Work to complete:
Reproduce the data below exactly, from its very beginning through the line containing "left=122, top=96, right=149, bottom=112", with both ends included. Omit the pictures from your answer.

(Saved data entries)
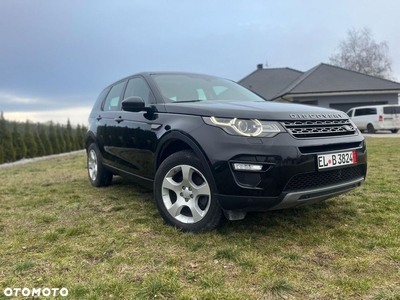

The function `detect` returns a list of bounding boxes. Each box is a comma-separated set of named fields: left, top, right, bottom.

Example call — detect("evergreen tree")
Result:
left=56, top=123, right=67, bottom=153
left=81, top=125, right=87, bottom=149
left=33, top=123, right=46, bottom=156
left=0, top=144, right=4, bottom=164
left=66, top=119, right=78, bottom=151
left=0, top=112, right=16, bottom=162
left=61, top=126, right=71, bottom=152
left=49, top=121, right=61, bottom=154
left=12, top=122, right=27, bottom=160
left=24, top=120, right=38, bottom=158
left=39, top=125, right=53, bottom=155
left=75, top=124, right=85, bottom=149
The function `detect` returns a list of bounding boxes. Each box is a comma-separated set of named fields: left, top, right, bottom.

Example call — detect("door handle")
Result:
left=114, top=117, right=124, bottom=123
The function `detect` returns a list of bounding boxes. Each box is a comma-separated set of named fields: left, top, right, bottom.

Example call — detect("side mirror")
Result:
left=122, top=96, right=149, bottom=112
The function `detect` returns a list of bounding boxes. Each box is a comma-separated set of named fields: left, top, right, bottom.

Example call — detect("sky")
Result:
left=0, top=0, right=400, bottom=125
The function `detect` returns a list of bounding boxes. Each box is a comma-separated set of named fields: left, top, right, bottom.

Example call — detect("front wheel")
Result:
left=154, top=151, right=222, bottom=232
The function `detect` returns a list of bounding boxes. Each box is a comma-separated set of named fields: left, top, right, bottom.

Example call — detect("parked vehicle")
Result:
left=347, top=105, right=400, bottom=133
left=86, top=73, right=367, bottom=232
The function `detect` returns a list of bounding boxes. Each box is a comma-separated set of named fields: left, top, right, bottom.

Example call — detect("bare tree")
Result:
left=329, top=27, right=392, bottom=79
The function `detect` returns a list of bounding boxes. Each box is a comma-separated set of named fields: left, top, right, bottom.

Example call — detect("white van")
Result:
left=347, top=105, right=400, bottom=133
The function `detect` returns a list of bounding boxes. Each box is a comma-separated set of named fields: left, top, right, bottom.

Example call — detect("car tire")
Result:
left=87, top=143, right=113, bottom=187
left=154, top=150, right=222, bottom=232
left=367, top=123, right=376, bottom=133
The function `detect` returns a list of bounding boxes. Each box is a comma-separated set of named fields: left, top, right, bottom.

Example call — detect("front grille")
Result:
left=284, top=165, right=365, bottom=191
left=281, top=119, right=356, bottom=138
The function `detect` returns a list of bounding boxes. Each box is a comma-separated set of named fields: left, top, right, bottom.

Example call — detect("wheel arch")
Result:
left=85, top=132, right=97, bottom=152
left=154, top=131, right=217, bottom=191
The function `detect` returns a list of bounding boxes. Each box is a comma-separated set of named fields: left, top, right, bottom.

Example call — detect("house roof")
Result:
left=239, top=63, right=400, bottom=100
left=238, top=68, right=303, bottom=100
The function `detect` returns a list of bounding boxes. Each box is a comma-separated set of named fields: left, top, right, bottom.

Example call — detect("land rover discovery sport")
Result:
left=86, top=72, right=367, bottom=232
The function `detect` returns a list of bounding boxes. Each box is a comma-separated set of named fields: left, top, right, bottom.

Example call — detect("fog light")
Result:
left=233, top=163, right=262, bottom=171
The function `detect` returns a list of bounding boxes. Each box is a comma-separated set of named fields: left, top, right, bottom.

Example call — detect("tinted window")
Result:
left=153, top=74, right=264, bottom=102
left=354, top=108, right=376, bottom=116
left=103, top=82, right=125, bottom=111
left=124, top=77, right=154, bottom=105
left=383, top=106, right=393, bottom=115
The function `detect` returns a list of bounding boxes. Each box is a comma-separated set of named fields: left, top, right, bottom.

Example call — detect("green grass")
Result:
left=0, top=138, right=400, bottom=300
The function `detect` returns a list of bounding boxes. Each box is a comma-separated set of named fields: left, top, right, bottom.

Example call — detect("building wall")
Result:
left=293, top=94, right=399, bottom=112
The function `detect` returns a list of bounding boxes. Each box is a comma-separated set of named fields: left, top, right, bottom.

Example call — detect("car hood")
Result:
left=165, top=101, right=348, bottom=120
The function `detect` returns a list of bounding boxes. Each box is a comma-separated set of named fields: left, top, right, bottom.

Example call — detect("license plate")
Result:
left=318, top=151, right=357, bottom=169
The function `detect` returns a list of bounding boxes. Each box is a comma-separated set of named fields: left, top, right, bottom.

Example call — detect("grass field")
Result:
left=0, top=138, right=400, bottom=300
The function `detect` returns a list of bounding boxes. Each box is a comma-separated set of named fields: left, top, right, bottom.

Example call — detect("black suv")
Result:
left=86, top=72, right=367, bottom=232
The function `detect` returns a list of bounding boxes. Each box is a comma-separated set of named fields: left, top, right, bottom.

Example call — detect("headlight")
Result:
left=203, top=117, right=283, bottom=137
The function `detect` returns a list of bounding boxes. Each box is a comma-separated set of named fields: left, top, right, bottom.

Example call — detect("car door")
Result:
left=114, top=76, right=157, bottom=178
left=393, top=106, right=400, bottom=129
left=96, top=81, right=126, bottom=167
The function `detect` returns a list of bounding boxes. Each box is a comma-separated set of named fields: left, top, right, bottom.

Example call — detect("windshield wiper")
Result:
left=172, top=99, right=204, bottom=103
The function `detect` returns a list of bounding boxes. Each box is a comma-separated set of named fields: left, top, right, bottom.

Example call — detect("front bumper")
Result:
left=190, top=125, right=367, bottom=211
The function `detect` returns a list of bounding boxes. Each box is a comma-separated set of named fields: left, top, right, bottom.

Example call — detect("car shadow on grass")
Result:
left=102, top=176, right=357, bottom=235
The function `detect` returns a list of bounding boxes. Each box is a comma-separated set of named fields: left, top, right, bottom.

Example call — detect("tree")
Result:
left=61, top=126, right=72, bottom=152
left=24, top=120, right=37, bottom=158
left=0, top=144, right=4, bottom=164
left=56, top=123, right=67, bottom=153
left=39, top=124, right=53, bottom=155
left=0, top=112, right=15, bottom=162
left=12, top=122, right=27, bottom=160
left=49, top=121, right=61, bottom=154
left=329, top=27, right=392, bottom=79
left=33, top=123, right=46, bottom=156
left=75, top=124, right=85, bottom=150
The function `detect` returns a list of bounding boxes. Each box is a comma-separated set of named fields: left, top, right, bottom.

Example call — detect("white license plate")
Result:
left=318, top=151, right=357, bottom=169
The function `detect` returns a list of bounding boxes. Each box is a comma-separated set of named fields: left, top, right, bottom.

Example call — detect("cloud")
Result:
left=0, top=91, right=97, bottom=112
left=4, top=107, right=91, bottom=126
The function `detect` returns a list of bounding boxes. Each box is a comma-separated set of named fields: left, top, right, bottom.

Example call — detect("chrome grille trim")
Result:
left=281, top=119, right=357, bottom=138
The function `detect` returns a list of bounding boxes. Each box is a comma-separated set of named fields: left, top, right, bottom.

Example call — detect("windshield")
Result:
left=153, top=74, right=265, bottom=102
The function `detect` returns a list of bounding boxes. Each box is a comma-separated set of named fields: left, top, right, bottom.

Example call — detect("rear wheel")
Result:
left=87, top=143, right=113, bottom=187
left=367, top=124, right=376, bottom=133
left=154, top=151, right=222, bottom=232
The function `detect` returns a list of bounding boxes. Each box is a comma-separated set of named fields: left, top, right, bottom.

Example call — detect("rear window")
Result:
left=152, top=74, right=264, bottom=102
left=354, top=107, right=376, bottom=117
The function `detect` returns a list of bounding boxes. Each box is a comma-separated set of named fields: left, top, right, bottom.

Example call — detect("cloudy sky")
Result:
left=0, top=0, right=400, bottom=124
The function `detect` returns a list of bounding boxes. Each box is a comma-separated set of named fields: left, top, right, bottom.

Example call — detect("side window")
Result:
left=347, top=109, right=353, bottom=118
left=354, top=108, right=365, bottom=117
left=354, top=108, right=376, bottom=116
left=124, top=77, right=154, bottom=106
left=383, top=106, right=397, bottom=115
left=103, top=82, right=125, bottom=111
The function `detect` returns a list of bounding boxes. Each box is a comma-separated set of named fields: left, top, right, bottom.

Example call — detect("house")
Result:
left=238, top=63, right=400, bottom=112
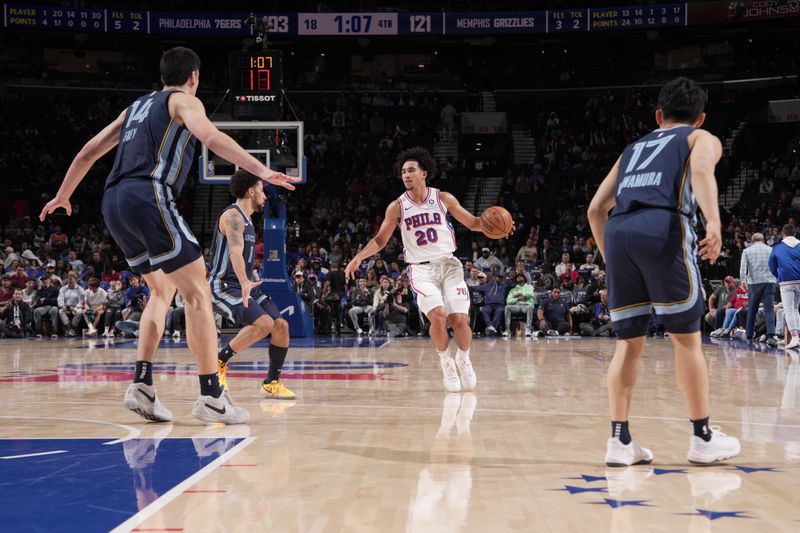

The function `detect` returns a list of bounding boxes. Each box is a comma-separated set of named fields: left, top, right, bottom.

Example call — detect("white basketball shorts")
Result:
left=408, top=255, right=470, bottom=316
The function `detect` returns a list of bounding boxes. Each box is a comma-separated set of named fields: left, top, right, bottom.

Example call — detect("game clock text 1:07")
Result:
left=299, top=13, right=397, bottom=35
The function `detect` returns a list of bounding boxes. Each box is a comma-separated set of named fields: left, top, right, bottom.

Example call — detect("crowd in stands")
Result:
left=0, top=75, right=800, bottom=336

Result of the task:
The function `detect` returns a list of bounding boxes. Each box is a comma-separated set of named fields: left, top, right, bottom.

Example call — detect("evergreen tree")
Result:
left=56, top=123, right=67, bottom=153
left=81, top=125, right=87, bottom=149
left=33, top=123, right=46, bottom=156
left=0, top=144, right=4, bottom=164
left=66, top=119, right=78, bottom=151
left=0, top=112, right=16, bottom=162
left=61, top=126, right=71, bottom=152
left=49, top=121, right=61, bottom=154
left=12, top=122, right=27, bottom=160
left=24, top=120, right=38, bottom=158
left=39, top=125, right=53, bottom=155
left=75, top=124, right=85, bottom=149
The function `detect` returns a list of bounding boxes. Each box is a comma-separated set of named fields: left, top, right, bottom.

Example call — detect("door handle")
Result:
left=114, top=117, right=124, bottom=123
The function `detect` returns a list of bounding boxes. Each box is a comma-separated set of named fields: left, top, right, bottom.

Example call — detect("side mirror")
Result:
left=122, top=96, right=149, bottom=112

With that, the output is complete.